WHAT IS NEEDED>
Please edit the records below by replacing each "rough mask" with "coarse mask", leaving everything else unchanged.

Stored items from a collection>
************

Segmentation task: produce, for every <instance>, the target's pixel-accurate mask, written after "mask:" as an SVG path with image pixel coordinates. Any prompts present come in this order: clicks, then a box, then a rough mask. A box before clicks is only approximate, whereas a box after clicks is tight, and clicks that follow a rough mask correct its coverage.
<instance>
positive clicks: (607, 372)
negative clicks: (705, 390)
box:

************

RESPONSE BELOW>
Segmentation task: produce, for every <instance>, the target's pixel-accurate mask, written after "mask:" as an SVG path with image pixel coordinates. Any prompts present come in this order: clicks, then a box, then a coarse mask. A box before clicks is only approximate, whereas a box after clicks is tight, and clicks that follow a coarse mask correct its coverage.
<instance>
positive clicks: (607, 372)
negative clicks: (705, 390)
box:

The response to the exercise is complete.